• What to produce:
Swap "sneaker" for "shoe" in the records, covering everything from the line that contains "Place one point per instance of the green and" down to the line that contains "Target: blue stadium seat". Return only those lines, with nothing else changed.

• Provided data:
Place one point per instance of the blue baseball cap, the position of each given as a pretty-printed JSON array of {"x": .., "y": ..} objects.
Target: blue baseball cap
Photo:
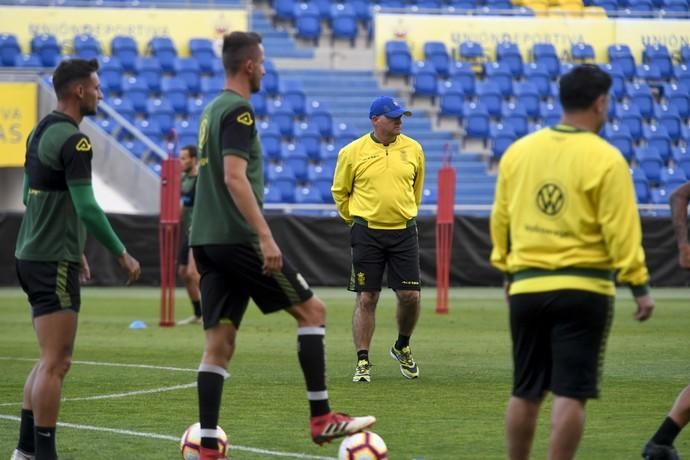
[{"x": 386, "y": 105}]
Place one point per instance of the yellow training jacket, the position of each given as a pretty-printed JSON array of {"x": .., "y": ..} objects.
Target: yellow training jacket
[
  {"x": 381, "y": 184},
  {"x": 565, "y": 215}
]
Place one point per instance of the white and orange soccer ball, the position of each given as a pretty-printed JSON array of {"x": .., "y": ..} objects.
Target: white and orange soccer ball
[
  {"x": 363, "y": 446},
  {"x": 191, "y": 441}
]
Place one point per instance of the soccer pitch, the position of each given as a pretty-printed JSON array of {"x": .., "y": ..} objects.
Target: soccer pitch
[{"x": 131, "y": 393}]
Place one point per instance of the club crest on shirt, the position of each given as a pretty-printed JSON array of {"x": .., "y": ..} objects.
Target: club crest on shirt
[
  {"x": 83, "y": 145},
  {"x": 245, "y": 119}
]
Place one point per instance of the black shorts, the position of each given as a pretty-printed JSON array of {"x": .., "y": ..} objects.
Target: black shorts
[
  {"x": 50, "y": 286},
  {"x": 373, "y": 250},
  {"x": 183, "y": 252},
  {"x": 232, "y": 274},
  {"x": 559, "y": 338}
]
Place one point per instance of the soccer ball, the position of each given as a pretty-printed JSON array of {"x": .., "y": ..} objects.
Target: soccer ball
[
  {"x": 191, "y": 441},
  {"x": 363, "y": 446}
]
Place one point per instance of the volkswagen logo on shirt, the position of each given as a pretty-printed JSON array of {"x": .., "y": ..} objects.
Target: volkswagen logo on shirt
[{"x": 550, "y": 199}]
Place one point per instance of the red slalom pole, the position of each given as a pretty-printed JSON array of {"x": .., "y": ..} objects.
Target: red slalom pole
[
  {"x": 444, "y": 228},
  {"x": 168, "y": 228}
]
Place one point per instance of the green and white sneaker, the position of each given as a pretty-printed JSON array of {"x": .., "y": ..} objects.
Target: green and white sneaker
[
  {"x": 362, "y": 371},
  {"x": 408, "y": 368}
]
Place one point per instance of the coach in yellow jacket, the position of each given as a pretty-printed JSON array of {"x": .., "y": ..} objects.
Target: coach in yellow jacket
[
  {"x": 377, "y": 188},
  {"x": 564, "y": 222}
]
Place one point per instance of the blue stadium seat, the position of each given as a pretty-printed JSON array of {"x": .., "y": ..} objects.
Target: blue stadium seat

---

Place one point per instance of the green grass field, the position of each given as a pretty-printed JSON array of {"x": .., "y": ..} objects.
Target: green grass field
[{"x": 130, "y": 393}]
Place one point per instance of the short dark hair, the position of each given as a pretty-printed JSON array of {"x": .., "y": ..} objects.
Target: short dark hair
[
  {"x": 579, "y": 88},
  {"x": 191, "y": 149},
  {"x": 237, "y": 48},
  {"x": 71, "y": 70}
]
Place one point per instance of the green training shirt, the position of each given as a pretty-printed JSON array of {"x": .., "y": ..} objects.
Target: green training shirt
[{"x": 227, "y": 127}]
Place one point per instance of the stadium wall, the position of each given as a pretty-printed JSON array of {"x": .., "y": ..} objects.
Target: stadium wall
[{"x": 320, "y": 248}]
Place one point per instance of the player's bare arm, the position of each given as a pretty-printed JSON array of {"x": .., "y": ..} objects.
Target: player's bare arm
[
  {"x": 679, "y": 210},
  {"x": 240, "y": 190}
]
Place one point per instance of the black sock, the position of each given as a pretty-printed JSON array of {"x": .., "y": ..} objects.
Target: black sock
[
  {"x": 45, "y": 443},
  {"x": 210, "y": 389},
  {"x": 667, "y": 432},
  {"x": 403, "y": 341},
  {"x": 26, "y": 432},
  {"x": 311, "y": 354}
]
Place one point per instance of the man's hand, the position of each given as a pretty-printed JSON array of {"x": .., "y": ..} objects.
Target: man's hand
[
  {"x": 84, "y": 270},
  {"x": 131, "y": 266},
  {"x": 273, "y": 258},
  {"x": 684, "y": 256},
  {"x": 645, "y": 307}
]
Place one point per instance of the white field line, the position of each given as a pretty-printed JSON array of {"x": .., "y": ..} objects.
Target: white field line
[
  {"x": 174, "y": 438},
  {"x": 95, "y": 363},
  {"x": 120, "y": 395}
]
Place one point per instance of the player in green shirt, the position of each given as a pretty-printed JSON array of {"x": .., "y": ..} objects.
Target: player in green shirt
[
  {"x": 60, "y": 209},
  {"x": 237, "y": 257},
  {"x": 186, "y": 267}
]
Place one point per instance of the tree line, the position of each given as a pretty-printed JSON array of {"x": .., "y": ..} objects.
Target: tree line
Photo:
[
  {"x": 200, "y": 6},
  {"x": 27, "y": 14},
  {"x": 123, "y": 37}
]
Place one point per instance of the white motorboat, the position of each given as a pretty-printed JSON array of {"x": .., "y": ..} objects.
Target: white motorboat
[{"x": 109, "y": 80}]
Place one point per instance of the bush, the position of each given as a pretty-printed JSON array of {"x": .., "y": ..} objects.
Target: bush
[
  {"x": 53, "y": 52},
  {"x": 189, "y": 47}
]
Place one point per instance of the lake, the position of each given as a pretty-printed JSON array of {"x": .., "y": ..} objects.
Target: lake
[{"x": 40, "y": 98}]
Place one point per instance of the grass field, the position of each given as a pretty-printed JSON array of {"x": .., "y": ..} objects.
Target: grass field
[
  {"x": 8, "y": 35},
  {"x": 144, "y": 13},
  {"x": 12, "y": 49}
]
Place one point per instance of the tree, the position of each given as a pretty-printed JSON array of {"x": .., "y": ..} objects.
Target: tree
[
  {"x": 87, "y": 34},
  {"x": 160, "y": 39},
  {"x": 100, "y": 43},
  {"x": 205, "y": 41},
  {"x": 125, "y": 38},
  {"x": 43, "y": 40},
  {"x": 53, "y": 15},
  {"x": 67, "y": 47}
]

• Solution to this problem:
Place one point per instance of the green and white shoe, the position of each given as a pretty-printed JSON array of {"x": .., "y": ..} objects.
Target: green and white shoe
[
  {"x": 362, "y": 371},
  {"x": 408, "y": 368}
]
Place one point per instance of the coach in yellow jacket, the position of each given as a pretty-printed JSON array of {"x": .., "y": ..} objects.
Target: coach in yellow jacket
[
  {"x": 377, "y": 188},
  {"x": 564, "y": 222}
]
Place one point per instance of the blue stadium seat, the position of each given as a pretty-printed JSON array of {"x": .., "y": ..} objects.
Target: blue stadium seat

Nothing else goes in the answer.